Schouten tornt niet aan beoordeling gewasbeschermingsmiddelen

Minister Schouten van Landbouw, Natuur en Voedselkwaliteit vindt het toelatingssysteem voor gewasbeschermingsmiddelen voldoende onafhankelijk. De bewindsvrouw is het niet eens met de analyse van Jeroen van der Sluijs, hoogleraar Geosciences van de Universiteit Utrecht, die oordeelt dat de huidige procedure in het voordeel werkt van grote fabrikanten.

Het bepleiten van een herziening van de toelatingsprocedures binnen de Europese Unie en door het College voor de toelating van gewasbeschermingsmiddelen en biociden (Ctgb) acht Schouten dan ook niet nodig. Dat schrijft de minister in een brief aan de Tweede Kamer in een reactie op vragen van GroenLinks.

Opgeslagen gegevens:
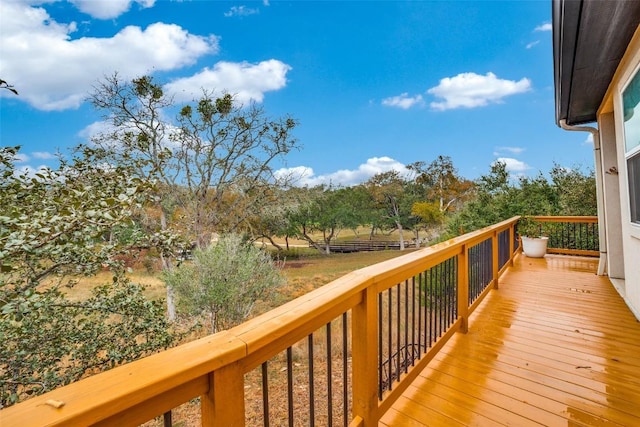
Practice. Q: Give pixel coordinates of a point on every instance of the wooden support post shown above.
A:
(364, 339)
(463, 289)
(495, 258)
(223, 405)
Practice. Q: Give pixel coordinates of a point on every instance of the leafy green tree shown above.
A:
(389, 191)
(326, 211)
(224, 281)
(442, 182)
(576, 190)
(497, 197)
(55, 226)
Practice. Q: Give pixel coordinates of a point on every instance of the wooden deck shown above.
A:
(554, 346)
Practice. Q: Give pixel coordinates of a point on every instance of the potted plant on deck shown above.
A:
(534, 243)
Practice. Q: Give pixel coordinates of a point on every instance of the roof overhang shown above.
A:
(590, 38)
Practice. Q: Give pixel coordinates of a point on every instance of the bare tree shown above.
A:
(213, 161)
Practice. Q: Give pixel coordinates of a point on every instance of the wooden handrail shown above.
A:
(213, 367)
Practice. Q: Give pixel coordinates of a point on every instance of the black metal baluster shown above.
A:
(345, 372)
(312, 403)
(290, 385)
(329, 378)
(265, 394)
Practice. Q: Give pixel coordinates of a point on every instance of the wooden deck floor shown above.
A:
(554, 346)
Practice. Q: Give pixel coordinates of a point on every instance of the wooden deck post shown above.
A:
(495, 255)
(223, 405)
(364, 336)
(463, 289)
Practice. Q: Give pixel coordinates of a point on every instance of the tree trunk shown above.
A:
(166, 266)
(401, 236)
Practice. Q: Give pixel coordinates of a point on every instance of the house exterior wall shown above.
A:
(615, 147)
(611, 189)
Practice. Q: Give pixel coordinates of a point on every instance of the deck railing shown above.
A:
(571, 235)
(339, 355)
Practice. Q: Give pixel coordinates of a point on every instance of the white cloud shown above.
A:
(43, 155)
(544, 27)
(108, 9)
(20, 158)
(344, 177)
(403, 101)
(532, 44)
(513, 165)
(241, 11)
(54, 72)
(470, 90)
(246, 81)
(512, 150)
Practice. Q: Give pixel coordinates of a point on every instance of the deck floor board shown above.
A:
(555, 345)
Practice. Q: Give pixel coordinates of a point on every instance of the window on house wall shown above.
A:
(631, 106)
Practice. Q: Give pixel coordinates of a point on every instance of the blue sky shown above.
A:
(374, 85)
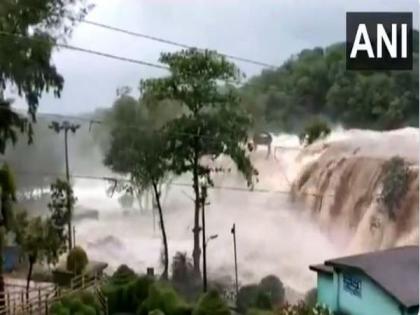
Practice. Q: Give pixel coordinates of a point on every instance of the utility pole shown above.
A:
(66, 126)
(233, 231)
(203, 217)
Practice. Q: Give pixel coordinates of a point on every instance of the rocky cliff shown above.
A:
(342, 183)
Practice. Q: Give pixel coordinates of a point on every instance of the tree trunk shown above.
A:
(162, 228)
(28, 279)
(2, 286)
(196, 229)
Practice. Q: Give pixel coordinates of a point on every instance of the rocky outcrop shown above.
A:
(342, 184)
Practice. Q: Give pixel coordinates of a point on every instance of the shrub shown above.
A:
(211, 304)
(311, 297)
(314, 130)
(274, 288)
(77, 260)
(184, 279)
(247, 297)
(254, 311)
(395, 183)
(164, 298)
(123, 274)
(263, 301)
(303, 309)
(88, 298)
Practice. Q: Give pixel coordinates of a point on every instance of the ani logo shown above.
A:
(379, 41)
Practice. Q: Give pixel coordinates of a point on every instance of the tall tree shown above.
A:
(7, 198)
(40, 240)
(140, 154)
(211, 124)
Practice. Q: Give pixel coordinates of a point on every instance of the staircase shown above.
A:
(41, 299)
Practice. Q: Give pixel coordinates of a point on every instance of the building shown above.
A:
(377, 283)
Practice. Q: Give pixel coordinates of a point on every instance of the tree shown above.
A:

Opdracht: Kopieer het volledige tekstfragment over minister Schouten en de toelating van gewasbeschermingsmiddelen woord voor woord.

Antwoord:
Schouten tornt niet aan beoordeling gewasbeschermingsmiddelen

Minister Schouten van Landbouw, Natuur en Voedselkwaliteit vindt het toelatingssysteem voor gewasbeschermingsmiddelen voldoende onafhankelijk. De bewindsvrouw is het niet eens met de analyse van Jeroen van der Sluijs, hoogleraar Geosciences van de Universiteit Utrecht, die oordeelt dat de huidige procedure in het voordeel werkt van grote fabrikanten.

Het bepleiten van een herziening van de toelatingsprocedures binnen de Europese Unie en door het College voor de toelating van gewasbeschermingsmiddelen en biociden (Ctgb) acht Schouten dan ook niet nodig. Dat schrijft de minister in een brief aan de Tweede Kamer in een reactie op vragen van GroenLinks.